[Data entries]
----

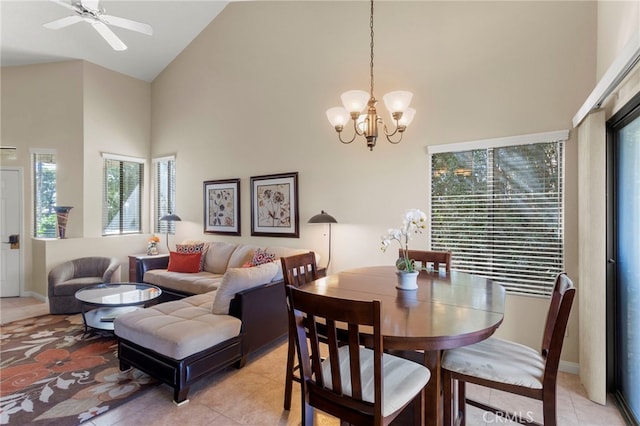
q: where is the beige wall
[0,61,151,297]
[578,1,640,404]
[84,62,151,237]
[151,2,596,363]
[597,0,640,79]
[0,62,83,296]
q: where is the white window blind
[431,132,566,296]
[102,154,144,235]
[31,150,57,238]
[153,156,176,234]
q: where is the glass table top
[75,283,162,306]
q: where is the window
[31,150,57,238]
[153,156,176,234]
[430,132,568,296]
[102,154,144,235]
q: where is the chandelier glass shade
[326,0,416,151]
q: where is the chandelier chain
[369,0,373,97]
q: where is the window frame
[102,153,147,237]
[151,155,176,235]
[427,130,569,297]
[29,148,58,238]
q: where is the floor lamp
[160,213,182,253]
[309,210,338,271]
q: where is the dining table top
[300,266,505,426]
[301,266,505,350]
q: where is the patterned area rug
[0,314,158,426]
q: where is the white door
[0,169,23,297]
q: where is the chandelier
[326,0,416,151]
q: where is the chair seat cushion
[322,346,431,417]
[114,291,242,360]
[53,277,102,296]
[442,337,544,389]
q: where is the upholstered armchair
[49,257,120,314]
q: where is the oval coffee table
[75,283,162,331]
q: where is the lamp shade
[309,210,338,223]
[160,213,182,222]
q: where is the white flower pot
[396,271,419,290]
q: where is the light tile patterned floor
[0,299,625,426]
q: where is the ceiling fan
[44,0,153,50]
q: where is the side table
[129,254,169,283]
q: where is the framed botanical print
[251,172,300,238]
[204,179,240,235]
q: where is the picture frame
[203,179,241,235]
[251,172,300,238]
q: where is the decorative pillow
[167,251,202,274]
[176,241,208,271]
[211,262,278,315]
[251,248,276,266]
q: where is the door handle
[2,234,20,249]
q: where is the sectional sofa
[114,242,318,404]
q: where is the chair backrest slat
[398,249,451,272]
[280,251,319,287]
[541,273,576,386]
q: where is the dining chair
[287,286,431,426]
[442,273,576,426]
[398,249,451,273]
[280,252,319,410]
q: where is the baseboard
[558,361,580,374]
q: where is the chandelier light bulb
[398,108,416,127]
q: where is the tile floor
[0,298,625,426]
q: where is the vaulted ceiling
[0,0,229,82]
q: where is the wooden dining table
[301,266,505,425]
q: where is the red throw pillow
[167,251,202,273]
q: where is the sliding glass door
[608,91,640,424]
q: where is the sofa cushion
[204,242,237,274]
[167,251,202,273]
[114,292,242,360]
[227,244,258,269]
[144,269,222,294]
[211,262,278,314]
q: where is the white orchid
[381,209,427,272]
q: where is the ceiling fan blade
[100,15,153,35]
[51,0,77,12]
[91,21,127,50]
[80,0,100,10]
[43,15,82,30]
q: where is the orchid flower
[380,209,427,272]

----

What is expected>
Format everything from the first of the data entries down through the line containing "[75,283,162,306]" as a JSON list of strings, one string per line, skipping blank lines. Leave the pictures out of the list.

Written solution>
[
  "q: where is the beige wall",
  "[0,61,151,297]",
  "[578,1,640,404]",
  "[84,62,151,237]",
  "[151,2,596,363]",
  "[597,0,640,79]",
  "[0,62,83,296]",
  "q: where is the white window blind",
  "[431,132,566,296]",
  "[102,154,144,235]",
  "[31,150,57,238]",
  "[153,156,176,234]",
  "q: where is the glass table top",
  "[75,283,162,306]"
]